Dataset rows:
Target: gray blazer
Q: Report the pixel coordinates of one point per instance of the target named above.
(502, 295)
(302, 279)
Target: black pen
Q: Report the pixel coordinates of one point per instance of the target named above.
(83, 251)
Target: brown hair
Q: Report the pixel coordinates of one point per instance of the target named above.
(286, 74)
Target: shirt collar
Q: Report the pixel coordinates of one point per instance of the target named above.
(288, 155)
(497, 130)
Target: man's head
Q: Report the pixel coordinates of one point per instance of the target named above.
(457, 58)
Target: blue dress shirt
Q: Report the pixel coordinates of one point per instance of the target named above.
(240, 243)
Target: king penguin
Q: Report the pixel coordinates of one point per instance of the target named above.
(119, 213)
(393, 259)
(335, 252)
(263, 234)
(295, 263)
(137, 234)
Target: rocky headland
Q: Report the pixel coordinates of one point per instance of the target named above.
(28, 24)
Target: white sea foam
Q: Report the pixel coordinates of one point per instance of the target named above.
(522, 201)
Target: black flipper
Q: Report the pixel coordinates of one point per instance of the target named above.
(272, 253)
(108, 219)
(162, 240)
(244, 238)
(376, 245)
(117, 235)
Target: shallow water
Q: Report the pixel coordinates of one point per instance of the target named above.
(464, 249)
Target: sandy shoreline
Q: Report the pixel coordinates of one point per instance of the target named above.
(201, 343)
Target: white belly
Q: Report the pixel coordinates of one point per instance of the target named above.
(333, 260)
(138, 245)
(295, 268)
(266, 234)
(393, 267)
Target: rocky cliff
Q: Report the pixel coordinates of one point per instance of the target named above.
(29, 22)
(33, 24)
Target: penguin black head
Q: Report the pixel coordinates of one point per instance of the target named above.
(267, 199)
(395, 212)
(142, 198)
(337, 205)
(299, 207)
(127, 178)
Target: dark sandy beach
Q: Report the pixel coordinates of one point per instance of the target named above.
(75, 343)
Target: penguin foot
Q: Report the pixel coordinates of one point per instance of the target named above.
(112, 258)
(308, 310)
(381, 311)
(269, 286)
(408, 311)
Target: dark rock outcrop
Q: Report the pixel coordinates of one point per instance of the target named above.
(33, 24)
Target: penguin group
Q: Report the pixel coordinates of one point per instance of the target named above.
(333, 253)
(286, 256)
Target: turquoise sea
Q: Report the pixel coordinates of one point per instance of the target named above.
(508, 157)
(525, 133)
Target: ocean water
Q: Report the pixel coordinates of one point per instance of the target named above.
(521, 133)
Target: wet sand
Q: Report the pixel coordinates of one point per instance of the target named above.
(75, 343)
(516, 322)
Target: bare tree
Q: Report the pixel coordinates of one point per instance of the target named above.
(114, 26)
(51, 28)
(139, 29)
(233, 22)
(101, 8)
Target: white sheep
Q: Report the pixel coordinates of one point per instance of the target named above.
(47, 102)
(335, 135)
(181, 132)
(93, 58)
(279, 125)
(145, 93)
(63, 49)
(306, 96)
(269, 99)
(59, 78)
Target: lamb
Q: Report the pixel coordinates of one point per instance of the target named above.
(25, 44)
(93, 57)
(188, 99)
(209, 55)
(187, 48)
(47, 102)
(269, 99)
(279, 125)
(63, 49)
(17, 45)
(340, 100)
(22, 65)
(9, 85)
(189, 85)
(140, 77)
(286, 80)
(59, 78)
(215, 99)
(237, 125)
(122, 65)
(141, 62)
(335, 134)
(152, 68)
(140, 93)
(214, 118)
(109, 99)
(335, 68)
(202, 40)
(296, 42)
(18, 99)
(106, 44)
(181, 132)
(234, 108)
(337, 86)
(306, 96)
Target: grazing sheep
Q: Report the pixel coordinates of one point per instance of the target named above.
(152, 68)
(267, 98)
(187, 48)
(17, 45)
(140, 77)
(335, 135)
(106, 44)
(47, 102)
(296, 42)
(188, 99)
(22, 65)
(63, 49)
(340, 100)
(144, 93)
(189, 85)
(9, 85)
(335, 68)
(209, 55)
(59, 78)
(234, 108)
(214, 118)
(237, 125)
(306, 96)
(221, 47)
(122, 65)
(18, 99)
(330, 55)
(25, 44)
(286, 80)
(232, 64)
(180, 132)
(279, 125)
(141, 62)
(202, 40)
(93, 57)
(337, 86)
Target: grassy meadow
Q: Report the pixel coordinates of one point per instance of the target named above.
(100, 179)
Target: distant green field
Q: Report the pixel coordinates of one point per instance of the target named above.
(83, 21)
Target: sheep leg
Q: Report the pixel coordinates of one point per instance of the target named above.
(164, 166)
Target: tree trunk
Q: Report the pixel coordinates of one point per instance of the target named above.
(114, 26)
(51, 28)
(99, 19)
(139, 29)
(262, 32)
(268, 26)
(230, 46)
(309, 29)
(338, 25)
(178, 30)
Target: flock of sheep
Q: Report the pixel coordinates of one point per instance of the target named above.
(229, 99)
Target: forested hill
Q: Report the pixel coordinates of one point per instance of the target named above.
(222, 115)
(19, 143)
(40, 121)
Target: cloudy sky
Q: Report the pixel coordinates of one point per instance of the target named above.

Task to complete:
In the entries above, take the line containing "Target: grazing sheep" and each later line through the last, and repeat them exactly. Output nothing else.

Output of the exercise:
Target: grazing sheep
Q: Report the pixel coordinates of one point per instance of the target named above.
(152, 68)
(267, 98)
(187, 48)
(17, 45)
(140, 77)
(335, 135)
(106, 44)
(47, 102)
(296, 42)
(188, 99)
(22, 65)
(63, 49)
(340, 100)
(144, 93)
(189, 85)
(9, 85)
(335, 68)
(209, 55)
(59, 78)
(234, 108)
(214, 118)
(237, 125)
(306, 96)
(221, 47)
(122, 65)
(18, 99)
(330, 55)
(25, 44)
(286, 80)
(232, 64)
(180, 132)
(279, 125)
(141, 62)
(202, 40)
(93, 57)
(337, 86)
Target: grassy meadow
Q: Report the pixel coordinates of one point per instance of the target named above.
(100, 179)
Target: distant green field
Q: Report the pixel coordinates of one point per instance of the target named above.
(83, 21)
Target: sheep leg
Q: Report the pixel coordinates of one point per instance of the target named above.
(164, 166)
Target: tree trunk
Q: Report the pixel coordinates of one point per instance of the target named above.
(114, 26)
(51, 28)
(99, 19)
(139, 29)
(262, 32)
(268, 26)
(230, 46)
(309, 29)
(338, 25)
(178, 30)
Target: flock of sheep
Q: Report the pixel coordinates of one point per instance of the target named above.
(229, 99)
Target: forested hill
Q: Report the pixel coordinates of one point per instance of the target named above.
(222, 115)
(19, 143)
(40, 121)
Target: cloudy sky
Q: Report the pixel coordinates of one point per instance of the target named above.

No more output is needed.